───── Selected passage

Background
OpenGateway is an AI Gateway that serves multiple Model Providers through an OpenAI-compatible API.
It was initially developed as a feature used only by internal services, but as external customers wanting model routing emerged, the need arose to extend it into a standalone API product.
- Parameter compatibility and routing quality had to be maintained even as models and Providers changed across SaaS / airgap environments
- Considering zone separation such as
krandjpand airgap support, the internal composition needed to be flexibly assembled while preserving the OpenAI API spec
Outcomes
- opengateway.ai — live service
- Extended the existing internal model serving feature into an OpenAI-compatible public API Gateway product, building out every flow including API Key, Authn/Authz, Billing, Logs, and the frontend UI
- Designed availability-first routing, Prompt Cache stickiness, parameter/error normalization, and a shared compatibility Mapper delegation structure, enabling consistent expansion to 10+ Providers under a single OpenAI spec
- Stably serving traffic at the level of RPM 180 and Daily 250K, with 10+ Providers and 100+ models
- Connected Redeem Code, Admin features, Grafana observability, and model smoke/CI/daily tests to improve both operational observability and live stability
Design and Implementation
To plan and develop 2 backends and 1 frontend simultaneously with one junior developer, I had to make active use of AI.
- Kept policies and work standards as a single source of truth in Skills, so that humans and AI could work in the same context
- Separated the flows to be controlled from dynamic decision-making in the system, clearly distinguishing the areas to review directly from the areas to delegate to AI
- More details are documented in Thoughts on development that actively leverages AI

Backend release history showing frequent, versioned deployments.

Continued backend release log entries with change summaries per version.
Front Office

Front Office dashboard with API usage, traffic, and performance metrics.

Request logs list with per-call status, model, and timing.

Single log detail view showing request, routing, and response data.
Docs

Developer docs site with guides and OpenAI-compatible API reference.
Operational Stabilization
- Managed operational status using Grafana to observe traffic, cost, response time, and Provider distribution
- Standardized recurring operational tasks such as model addition/removal, SDK upgrades, releases, and weekly reports into Claude Skills, improving operational convenience
- Applied smoke tests, CI tests, and daily jobs to 10+ Providers and 100+ models to continuously verify live environment stability

Grafana dashboard tracking traffic, cost, latency, and Provider distribution.

Live smoke-test results verifying Providers and models in production.

──────────
───── Recorded data

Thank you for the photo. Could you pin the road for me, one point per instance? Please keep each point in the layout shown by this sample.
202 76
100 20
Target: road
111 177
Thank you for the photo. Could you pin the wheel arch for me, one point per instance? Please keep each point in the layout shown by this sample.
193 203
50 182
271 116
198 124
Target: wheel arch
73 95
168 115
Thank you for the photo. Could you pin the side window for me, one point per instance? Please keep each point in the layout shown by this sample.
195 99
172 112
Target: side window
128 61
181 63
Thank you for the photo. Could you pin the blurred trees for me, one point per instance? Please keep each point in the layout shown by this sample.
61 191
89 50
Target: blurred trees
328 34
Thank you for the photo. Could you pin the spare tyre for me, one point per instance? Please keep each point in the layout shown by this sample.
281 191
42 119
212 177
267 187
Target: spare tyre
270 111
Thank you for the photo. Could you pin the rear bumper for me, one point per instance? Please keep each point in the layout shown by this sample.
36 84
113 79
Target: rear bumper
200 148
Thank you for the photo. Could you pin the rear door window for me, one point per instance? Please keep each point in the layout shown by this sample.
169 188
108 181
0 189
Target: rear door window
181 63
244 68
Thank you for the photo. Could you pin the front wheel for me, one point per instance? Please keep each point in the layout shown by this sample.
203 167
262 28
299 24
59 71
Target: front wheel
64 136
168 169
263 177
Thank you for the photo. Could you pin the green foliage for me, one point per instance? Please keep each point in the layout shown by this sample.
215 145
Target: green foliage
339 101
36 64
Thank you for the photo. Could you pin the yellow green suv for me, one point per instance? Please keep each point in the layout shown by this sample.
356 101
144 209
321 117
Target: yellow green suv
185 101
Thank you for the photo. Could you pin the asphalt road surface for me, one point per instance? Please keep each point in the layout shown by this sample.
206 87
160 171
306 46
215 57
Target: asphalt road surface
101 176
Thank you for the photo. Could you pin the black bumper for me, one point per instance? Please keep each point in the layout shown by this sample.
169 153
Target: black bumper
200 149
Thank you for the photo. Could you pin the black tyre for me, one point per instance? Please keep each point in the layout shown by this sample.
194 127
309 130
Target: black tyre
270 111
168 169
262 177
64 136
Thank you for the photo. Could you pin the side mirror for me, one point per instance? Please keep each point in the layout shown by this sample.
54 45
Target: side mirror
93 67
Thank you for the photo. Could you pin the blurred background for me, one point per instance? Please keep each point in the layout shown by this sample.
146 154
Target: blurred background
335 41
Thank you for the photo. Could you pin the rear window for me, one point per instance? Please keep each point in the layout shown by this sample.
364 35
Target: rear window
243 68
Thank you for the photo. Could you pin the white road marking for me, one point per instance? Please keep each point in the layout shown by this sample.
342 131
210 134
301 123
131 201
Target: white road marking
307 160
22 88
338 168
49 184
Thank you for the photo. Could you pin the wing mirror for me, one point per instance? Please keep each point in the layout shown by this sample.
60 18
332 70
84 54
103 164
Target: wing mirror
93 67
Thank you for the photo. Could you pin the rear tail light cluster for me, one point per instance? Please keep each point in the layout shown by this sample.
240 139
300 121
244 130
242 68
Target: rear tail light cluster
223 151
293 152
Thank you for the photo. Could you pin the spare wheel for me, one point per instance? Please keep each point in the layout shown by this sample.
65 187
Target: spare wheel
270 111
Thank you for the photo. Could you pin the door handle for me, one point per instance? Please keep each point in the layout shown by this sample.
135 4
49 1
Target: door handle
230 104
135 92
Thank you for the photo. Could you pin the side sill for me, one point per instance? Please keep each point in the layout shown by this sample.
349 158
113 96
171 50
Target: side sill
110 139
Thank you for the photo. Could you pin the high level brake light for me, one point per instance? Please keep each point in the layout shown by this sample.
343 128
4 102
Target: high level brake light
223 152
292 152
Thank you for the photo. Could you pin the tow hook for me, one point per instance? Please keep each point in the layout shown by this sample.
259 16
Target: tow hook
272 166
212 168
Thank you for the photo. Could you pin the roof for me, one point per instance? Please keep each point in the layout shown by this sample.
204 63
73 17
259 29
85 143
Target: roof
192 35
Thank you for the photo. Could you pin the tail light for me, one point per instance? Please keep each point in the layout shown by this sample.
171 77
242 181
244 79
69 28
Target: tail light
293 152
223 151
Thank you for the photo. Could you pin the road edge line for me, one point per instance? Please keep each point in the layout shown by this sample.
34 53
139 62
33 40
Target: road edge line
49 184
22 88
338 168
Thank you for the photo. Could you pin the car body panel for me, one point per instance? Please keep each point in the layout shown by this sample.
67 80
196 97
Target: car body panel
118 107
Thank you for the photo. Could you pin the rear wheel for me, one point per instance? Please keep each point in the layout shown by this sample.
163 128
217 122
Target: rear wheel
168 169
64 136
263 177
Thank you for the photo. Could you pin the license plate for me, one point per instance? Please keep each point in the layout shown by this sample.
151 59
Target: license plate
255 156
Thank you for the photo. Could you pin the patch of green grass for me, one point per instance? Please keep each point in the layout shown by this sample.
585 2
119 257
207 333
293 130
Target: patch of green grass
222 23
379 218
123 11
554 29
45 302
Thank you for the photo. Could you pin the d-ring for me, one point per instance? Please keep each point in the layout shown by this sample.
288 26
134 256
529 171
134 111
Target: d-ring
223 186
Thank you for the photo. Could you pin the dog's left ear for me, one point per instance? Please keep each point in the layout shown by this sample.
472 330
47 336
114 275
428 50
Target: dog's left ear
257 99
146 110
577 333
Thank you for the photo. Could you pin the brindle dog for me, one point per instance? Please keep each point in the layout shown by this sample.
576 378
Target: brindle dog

──────────

Exercise prompt -
Write out the OpenGateway text above, from "Continued backend release" down to "model, and timing.", without altering anything.

Solution to this exercise -
Continued backend release log entries with change summaries per version.
Front Office

Front Office dashboard with API usage, traffic, and performance metrics.

Request logs list with per-call status, model, and timing.